▼▼▼
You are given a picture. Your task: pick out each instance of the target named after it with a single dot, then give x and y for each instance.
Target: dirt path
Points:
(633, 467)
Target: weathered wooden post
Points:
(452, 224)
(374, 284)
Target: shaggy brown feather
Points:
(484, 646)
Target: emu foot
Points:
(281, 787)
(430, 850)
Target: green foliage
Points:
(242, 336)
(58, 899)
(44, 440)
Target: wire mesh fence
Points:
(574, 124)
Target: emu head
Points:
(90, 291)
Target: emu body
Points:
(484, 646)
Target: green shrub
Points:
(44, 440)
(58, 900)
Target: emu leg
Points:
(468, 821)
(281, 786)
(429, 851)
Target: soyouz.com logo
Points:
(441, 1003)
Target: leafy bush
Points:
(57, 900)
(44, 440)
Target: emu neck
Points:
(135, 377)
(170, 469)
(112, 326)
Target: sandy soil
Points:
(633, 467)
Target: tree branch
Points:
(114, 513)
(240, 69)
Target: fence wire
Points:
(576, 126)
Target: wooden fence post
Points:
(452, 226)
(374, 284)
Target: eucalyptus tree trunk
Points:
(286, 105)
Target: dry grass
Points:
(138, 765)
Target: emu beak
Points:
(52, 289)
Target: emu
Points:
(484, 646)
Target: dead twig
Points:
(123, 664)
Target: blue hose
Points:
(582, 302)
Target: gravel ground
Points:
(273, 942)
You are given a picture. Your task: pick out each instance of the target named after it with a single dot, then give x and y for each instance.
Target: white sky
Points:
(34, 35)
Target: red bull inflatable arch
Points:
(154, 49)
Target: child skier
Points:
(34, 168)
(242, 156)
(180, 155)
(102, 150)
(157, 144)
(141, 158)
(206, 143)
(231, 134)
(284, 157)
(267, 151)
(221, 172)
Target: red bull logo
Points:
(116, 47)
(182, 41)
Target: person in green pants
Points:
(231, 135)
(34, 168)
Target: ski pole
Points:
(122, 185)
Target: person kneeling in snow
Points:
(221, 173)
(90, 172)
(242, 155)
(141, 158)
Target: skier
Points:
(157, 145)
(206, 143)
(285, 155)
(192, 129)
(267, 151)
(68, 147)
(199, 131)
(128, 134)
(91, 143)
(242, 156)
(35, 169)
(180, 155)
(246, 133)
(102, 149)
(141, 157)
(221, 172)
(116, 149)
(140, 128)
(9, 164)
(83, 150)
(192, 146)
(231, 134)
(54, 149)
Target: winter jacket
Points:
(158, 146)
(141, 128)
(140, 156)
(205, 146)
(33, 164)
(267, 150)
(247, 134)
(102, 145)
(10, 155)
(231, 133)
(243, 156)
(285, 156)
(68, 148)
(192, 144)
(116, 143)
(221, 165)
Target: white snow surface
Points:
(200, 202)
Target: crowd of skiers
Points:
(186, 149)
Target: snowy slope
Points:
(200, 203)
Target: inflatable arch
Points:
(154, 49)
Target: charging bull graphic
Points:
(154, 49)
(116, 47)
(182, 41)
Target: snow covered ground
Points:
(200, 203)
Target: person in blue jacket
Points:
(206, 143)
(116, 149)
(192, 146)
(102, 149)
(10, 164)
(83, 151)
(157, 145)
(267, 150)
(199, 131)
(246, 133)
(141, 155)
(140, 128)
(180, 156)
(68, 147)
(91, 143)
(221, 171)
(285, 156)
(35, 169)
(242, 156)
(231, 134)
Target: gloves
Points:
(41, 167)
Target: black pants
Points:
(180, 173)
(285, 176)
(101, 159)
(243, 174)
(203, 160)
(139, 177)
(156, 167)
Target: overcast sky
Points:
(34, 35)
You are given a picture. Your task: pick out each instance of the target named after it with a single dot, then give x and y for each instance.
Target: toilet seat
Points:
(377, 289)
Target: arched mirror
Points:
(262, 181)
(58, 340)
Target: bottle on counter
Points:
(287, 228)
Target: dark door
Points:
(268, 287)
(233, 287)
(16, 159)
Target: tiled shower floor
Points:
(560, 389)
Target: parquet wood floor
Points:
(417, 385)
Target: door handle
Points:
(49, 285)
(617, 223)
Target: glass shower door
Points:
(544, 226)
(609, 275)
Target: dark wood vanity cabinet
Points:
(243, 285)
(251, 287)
▲▲▲
*Task description*
The line containing "Target: overcast sky" and every line after it, through the end of the records, should be repeated exactly and alone.

*Correct response*
Target: overcast sky
Points:
(34, 35)
You are given a picture. Your task: pick out each instance of the target named after it with a single dot, then give x and y for each instance.
Target: toilet seat
Points:
(377, 289)
Target: arched mirror
Points:
(262, 181)
(58, 340)
Target: bottle on counter
Points:
(287, 228)
Target: dark door
Points:
(268, 287)
(233, 287)
(16, 159)
Target: tiled shower floor
Points:
(560, 389)
Target: parquet wood floor
Points:
(417, 385)
Target: door handle
Points:
(49, 285)
(617, 223)
Target: glass shower door
Points:
(544, 226)
(609, 275)
Target: dark wood vanity cabinet
Points:
(243, 285)
(251, 287)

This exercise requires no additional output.